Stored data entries
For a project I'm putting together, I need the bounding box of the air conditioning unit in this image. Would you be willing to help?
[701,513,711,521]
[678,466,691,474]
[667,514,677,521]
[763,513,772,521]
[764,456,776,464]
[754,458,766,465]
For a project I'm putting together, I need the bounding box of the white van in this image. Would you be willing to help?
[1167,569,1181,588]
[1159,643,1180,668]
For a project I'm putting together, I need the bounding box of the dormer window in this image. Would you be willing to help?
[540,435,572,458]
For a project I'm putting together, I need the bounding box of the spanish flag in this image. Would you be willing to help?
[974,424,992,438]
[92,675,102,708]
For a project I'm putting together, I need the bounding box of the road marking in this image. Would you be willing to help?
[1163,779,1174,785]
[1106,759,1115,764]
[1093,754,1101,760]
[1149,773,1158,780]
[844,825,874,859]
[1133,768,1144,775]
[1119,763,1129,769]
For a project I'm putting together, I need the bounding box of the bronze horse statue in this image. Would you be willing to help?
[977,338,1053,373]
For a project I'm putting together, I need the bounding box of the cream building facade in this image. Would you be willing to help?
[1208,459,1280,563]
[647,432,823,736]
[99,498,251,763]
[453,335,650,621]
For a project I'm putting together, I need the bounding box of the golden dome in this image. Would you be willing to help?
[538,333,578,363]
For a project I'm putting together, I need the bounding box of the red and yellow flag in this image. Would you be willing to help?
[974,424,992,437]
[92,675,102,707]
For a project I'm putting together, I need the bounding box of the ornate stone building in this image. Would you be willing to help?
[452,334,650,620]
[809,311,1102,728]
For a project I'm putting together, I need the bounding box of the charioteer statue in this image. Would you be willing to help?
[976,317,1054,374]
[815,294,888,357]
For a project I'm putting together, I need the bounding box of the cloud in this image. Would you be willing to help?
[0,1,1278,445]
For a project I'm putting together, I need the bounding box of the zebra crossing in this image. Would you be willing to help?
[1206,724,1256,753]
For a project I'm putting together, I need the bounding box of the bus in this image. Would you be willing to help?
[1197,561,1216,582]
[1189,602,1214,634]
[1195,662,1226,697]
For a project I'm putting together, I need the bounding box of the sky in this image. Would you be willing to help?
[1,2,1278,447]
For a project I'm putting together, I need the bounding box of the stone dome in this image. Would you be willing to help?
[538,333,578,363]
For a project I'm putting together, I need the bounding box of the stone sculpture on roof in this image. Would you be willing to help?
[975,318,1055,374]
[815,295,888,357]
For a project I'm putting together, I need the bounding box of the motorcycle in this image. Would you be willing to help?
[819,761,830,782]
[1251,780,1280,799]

» Problem details
Starting with the line that contains "of the charioteer", restate every line through the end of the records above, exactly and with no other lines.

» Exercise response
For a project I'm putting together, I need the bounding box of the charioteer statue in this image. Would you be willing to help?
[976,317,1054,374]
[815,294,888,357]
For a project I'm putting together, I need the bounding box of the cloud in this image. Would you be willing to help?
[0,1,1278,445]
For a project I'm putting together, I need the bounding box of the zebra crossing in this image. Would you be willing to help?
[1206,724,1256,753]
For a project I'm putting together, I need the bounding box of the bus in this image. Would you be willing to help?
[1197,561,1216,582]
[1189,602,1214,634]
[1195,662,1226,697]
For a project I'm putting together, I need the bounding box of the sky in this image. Would you be willing to help?
[1,2,1278,447]
For a project I'm putting together, I need the bounding box of the stone dome in this image. Would you be willing to help?
[538,333,578,363]
For a project I'm putting together, I need the bounding box of the stone sculpture on roof in this image. Would you be willing to help?
[975,318,1055,374]
[815,295,888,357]
For a project I'm putting together, I need the bounding box of the motorcycle in this image. Would you be willing to help?
[819,761,830,782]
[1251,780,1280,799]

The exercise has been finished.